Exercise requirements |
Search the data for "after". Return each matching line.

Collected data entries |

######

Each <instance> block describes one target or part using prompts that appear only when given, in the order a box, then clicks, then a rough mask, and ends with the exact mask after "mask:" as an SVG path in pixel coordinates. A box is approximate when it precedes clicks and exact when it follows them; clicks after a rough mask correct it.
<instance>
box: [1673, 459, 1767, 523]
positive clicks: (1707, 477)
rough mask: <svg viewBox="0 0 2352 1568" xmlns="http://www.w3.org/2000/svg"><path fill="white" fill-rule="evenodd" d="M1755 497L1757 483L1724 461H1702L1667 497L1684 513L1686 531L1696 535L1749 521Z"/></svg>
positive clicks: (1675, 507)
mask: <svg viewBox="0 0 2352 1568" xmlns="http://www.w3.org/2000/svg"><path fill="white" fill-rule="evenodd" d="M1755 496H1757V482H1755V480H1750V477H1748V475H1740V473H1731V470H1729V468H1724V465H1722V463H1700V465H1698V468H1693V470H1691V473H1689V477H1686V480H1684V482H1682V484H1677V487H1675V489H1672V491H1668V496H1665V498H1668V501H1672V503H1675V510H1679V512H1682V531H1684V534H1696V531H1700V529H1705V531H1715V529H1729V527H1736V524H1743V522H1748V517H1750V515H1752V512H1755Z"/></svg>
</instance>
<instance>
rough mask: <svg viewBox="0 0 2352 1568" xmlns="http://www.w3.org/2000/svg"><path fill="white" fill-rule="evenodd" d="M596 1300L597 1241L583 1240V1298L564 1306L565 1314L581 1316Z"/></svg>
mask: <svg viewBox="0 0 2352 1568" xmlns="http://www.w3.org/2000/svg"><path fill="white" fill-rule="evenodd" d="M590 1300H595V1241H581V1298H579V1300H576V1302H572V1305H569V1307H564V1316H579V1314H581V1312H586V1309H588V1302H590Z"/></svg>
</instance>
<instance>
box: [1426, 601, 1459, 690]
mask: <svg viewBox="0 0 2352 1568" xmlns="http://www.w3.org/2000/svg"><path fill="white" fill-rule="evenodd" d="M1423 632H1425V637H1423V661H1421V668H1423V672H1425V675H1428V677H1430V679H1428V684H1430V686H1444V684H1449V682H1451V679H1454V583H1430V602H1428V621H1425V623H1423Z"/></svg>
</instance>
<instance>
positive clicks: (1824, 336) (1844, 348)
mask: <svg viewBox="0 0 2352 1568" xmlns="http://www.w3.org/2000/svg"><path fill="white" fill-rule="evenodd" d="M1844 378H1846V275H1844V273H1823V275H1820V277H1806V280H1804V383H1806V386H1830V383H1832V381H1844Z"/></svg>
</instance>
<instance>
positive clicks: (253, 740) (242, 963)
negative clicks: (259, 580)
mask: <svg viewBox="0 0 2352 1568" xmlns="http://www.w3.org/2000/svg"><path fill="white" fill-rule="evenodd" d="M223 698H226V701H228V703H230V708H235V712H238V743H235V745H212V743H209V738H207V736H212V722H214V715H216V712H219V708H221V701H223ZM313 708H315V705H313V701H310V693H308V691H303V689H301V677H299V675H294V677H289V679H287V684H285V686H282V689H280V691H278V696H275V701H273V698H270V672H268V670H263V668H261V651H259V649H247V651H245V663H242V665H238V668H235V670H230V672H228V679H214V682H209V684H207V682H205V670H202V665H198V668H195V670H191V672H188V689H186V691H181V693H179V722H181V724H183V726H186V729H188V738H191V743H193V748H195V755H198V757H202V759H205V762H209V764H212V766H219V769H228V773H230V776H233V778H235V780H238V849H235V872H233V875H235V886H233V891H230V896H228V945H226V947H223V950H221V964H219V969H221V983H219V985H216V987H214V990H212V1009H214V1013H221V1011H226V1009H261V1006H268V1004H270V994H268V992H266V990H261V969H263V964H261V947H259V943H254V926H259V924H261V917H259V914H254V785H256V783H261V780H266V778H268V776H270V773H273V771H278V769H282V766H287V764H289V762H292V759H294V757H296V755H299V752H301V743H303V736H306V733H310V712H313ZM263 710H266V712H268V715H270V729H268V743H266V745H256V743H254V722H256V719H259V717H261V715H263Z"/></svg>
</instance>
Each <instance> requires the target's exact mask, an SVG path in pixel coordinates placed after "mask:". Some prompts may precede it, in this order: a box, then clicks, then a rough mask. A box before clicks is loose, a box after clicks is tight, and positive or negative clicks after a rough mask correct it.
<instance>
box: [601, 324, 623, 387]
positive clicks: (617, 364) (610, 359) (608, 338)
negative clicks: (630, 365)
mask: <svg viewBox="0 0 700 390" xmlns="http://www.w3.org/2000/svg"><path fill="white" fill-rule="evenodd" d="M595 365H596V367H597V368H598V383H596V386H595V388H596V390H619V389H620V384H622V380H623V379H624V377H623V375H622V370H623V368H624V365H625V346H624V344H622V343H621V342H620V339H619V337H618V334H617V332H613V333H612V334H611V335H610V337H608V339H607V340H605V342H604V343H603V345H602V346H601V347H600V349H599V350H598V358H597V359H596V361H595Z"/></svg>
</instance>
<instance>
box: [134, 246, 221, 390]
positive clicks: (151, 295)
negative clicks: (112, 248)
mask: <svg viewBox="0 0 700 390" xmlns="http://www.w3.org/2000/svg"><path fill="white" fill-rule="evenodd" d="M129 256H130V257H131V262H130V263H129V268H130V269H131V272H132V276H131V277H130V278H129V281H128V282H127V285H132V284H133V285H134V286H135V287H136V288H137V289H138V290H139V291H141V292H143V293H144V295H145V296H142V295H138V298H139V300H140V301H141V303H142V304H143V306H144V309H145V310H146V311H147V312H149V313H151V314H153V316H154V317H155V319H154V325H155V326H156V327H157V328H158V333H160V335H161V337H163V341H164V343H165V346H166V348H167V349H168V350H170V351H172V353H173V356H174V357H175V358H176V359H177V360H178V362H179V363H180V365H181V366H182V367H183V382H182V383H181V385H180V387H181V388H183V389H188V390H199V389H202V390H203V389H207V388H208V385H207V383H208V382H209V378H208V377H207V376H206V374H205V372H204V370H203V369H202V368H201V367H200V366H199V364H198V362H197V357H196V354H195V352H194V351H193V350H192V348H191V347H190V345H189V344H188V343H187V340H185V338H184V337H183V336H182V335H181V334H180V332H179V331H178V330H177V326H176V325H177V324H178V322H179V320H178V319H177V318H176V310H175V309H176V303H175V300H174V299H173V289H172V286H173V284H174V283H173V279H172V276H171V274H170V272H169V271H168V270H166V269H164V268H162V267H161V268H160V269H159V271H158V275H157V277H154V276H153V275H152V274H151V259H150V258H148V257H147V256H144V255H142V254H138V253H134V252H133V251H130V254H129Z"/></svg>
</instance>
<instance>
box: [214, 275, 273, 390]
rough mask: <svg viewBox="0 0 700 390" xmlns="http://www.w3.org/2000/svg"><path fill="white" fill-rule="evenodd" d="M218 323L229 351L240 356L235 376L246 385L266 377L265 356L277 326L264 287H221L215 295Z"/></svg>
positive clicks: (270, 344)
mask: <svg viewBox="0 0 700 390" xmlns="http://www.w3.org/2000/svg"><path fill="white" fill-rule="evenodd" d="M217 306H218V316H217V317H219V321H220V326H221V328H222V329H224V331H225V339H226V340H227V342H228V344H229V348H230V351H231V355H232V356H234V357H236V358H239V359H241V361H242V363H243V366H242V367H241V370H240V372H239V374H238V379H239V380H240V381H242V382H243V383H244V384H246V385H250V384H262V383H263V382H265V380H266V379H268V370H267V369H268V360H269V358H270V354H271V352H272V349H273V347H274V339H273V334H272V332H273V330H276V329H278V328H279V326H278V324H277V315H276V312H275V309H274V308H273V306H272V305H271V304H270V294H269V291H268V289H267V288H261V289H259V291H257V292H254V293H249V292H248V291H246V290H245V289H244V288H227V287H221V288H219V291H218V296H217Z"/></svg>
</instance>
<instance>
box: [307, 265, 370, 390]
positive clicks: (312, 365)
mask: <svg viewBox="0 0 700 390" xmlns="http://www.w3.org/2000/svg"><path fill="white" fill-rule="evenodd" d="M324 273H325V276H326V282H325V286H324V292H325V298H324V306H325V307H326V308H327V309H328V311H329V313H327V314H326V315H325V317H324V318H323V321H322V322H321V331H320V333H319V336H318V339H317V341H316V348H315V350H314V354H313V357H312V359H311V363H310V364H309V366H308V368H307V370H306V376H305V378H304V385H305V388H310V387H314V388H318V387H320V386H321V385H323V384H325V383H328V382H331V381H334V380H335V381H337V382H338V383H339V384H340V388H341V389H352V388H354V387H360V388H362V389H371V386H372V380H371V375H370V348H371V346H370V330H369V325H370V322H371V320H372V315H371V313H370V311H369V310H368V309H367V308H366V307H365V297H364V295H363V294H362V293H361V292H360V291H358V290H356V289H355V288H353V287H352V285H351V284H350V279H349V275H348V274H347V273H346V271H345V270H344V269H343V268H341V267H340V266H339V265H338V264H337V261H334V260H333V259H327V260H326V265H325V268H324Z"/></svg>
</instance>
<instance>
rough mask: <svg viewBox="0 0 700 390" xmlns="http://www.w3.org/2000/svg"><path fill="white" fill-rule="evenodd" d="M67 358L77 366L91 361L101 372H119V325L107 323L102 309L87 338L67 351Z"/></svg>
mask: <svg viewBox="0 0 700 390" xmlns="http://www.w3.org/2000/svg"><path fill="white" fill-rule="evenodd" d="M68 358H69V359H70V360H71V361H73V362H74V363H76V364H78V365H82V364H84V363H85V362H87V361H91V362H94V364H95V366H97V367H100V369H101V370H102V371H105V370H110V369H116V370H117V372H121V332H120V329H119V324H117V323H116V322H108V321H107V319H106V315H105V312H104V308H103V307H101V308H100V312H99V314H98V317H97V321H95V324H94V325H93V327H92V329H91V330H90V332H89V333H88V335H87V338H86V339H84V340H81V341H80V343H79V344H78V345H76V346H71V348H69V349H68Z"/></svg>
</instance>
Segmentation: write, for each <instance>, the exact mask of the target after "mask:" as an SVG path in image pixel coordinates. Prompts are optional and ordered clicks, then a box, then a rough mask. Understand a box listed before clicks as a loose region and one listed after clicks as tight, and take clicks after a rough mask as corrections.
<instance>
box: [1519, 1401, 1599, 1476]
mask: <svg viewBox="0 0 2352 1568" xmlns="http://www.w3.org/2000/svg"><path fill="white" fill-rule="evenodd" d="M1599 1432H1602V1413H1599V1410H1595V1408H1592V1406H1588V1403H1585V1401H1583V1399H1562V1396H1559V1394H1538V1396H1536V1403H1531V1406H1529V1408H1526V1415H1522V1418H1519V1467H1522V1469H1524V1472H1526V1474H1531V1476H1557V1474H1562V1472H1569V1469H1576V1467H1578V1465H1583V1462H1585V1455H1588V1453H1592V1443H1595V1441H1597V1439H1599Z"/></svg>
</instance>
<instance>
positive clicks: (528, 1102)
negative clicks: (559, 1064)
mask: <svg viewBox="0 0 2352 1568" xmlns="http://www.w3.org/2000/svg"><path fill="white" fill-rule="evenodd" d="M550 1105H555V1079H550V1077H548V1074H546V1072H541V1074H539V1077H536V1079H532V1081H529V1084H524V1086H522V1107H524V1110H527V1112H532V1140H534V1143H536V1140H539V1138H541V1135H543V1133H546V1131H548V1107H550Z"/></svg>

######

Answer to this problem |
Each <instance> block describes one target or part using prompts that appear only when given, in the order a box, then clicks, then a rough mask, and ends with the exact mask after "mask:" as an SVG path in pixel coordinates. A box is approximate when it precedes clicks and exact when it follows them; clicks after a rough mask correct it.
Each <instance> requires the target's exact mask, an SVG path in pixel coordinates placed after "mask:". Some prompts may precede it, in this order: a box, then clicks, then a rough mask. A box before clicks is loose, a box after clicks is tight, and positive or negative clicks after a rough mask correct it.
Segmentation: write, for each <instance>, the exact mask of the target after "mask:" as an SVG path in image pixel coordinates. Prompts are optional and ordered clicks, then a box, then a rough mask. Understand a box listed before clicks as a loose region and one listed after clicks as tight, and take clicks after a rough mask as corrections.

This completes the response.